(Rows from a pointing dataset)
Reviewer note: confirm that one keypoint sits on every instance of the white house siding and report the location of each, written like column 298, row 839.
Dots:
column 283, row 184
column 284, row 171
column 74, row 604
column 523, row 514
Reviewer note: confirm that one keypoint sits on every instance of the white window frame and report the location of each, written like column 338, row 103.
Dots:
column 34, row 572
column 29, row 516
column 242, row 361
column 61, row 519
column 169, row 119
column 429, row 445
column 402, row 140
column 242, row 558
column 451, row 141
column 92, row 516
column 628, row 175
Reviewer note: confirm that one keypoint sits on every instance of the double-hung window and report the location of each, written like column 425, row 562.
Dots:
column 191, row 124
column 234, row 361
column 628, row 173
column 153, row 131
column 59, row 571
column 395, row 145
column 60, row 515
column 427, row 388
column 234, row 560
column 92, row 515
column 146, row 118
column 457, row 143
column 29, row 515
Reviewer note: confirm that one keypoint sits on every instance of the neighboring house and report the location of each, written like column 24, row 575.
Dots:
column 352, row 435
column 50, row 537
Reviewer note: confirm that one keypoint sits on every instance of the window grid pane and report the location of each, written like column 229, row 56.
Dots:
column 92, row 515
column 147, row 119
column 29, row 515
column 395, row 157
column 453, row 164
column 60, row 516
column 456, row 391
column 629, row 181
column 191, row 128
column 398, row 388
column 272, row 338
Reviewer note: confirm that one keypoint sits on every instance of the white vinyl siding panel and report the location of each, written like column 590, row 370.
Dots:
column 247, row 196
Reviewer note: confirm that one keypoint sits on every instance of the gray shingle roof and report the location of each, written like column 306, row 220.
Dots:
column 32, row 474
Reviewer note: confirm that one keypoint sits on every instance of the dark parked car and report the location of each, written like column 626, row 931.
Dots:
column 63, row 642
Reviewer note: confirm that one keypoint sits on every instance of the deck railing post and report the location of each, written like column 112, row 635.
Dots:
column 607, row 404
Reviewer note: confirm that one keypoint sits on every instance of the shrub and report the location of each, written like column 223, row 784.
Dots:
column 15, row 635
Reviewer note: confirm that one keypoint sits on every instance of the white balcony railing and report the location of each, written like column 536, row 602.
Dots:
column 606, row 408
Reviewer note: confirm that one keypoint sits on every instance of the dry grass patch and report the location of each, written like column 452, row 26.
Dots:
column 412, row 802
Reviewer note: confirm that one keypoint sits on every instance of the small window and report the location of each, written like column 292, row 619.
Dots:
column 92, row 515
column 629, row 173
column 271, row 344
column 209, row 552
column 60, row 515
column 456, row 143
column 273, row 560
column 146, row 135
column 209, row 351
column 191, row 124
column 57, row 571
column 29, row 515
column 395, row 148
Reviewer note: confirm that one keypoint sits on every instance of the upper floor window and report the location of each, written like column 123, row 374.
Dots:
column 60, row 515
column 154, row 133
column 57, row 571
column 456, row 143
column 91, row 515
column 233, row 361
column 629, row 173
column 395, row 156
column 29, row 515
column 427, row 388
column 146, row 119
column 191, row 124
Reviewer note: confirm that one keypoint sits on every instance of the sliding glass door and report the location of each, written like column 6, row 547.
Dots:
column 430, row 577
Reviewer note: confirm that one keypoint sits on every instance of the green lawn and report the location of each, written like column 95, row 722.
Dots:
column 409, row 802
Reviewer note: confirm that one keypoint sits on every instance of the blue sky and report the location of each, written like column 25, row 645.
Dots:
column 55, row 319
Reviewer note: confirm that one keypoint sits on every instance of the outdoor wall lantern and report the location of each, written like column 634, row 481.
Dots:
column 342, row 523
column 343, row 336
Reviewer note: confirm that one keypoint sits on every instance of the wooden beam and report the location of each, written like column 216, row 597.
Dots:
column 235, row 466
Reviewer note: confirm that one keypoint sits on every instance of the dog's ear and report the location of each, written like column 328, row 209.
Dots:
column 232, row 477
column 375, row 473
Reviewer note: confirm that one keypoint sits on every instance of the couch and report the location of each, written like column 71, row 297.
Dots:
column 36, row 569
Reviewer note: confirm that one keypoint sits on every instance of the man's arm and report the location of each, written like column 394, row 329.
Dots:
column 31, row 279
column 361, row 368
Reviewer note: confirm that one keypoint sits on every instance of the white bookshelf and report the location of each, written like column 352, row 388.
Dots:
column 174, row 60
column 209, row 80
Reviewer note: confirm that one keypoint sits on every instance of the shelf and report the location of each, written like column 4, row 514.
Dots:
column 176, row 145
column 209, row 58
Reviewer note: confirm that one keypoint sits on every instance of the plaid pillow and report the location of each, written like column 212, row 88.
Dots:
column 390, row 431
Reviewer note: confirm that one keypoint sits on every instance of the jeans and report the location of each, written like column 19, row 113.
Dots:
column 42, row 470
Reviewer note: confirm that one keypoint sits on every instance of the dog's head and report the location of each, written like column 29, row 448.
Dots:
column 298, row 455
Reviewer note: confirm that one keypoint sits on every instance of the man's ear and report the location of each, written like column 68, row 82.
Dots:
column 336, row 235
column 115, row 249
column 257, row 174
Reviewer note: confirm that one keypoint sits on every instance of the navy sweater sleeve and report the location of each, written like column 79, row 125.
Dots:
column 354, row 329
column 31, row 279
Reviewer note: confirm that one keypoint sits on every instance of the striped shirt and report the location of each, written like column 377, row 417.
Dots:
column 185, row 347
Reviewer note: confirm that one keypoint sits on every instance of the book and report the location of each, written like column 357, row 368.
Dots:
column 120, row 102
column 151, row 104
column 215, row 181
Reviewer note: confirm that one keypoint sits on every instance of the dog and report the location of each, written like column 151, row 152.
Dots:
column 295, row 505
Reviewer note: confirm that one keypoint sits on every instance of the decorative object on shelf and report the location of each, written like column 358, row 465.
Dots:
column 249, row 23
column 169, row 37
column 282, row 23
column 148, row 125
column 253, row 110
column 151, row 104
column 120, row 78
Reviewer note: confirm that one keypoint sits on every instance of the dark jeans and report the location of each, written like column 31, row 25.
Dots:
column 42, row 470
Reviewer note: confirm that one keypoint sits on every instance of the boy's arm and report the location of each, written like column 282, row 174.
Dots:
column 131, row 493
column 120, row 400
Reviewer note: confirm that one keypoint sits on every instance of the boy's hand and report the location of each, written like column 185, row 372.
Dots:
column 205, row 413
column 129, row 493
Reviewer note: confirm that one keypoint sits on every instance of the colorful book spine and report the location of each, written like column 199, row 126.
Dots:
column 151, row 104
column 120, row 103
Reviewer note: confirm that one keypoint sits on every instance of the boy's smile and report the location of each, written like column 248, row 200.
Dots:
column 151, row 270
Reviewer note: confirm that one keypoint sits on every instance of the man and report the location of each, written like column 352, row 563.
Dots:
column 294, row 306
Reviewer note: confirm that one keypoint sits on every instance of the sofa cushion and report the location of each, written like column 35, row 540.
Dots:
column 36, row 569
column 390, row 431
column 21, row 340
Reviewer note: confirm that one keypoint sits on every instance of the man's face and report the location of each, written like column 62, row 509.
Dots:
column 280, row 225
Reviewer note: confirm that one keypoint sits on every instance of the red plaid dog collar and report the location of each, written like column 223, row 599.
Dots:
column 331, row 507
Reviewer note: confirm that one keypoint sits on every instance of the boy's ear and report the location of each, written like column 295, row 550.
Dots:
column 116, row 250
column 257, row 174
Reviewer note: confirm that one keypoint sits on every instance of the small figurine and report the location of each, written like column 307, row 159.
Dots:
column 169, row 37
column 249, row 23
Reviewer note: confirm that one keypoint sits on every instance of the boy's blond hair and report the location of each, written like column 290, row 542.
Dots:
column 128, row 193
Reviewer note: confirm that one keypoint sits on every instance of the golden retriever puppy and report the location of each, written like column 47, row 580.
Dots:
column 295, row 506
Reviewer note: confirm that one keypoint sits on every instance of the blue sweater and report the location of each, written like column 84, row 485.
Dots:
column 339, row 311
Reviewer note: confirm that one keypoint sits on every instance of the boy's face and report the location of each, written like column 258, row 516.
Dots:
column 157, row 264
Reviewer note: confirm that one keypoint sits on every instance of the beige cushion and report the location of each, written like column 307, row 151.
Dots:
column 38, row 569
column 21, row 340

## Exercise goal
Take the part of the listing that opens with the line containing "307, row 151." and closes at the end of the listing. Rewrite it with "beige cushion" changed to "tan cushion" and every other line left as it is.

## Expected answer
Reviewer note: confirm that one keypoint sits on every instance of the tan cushion and report the location of each, written like column 307, row 151.
Dots:
column 38, row 569
column 21, row 340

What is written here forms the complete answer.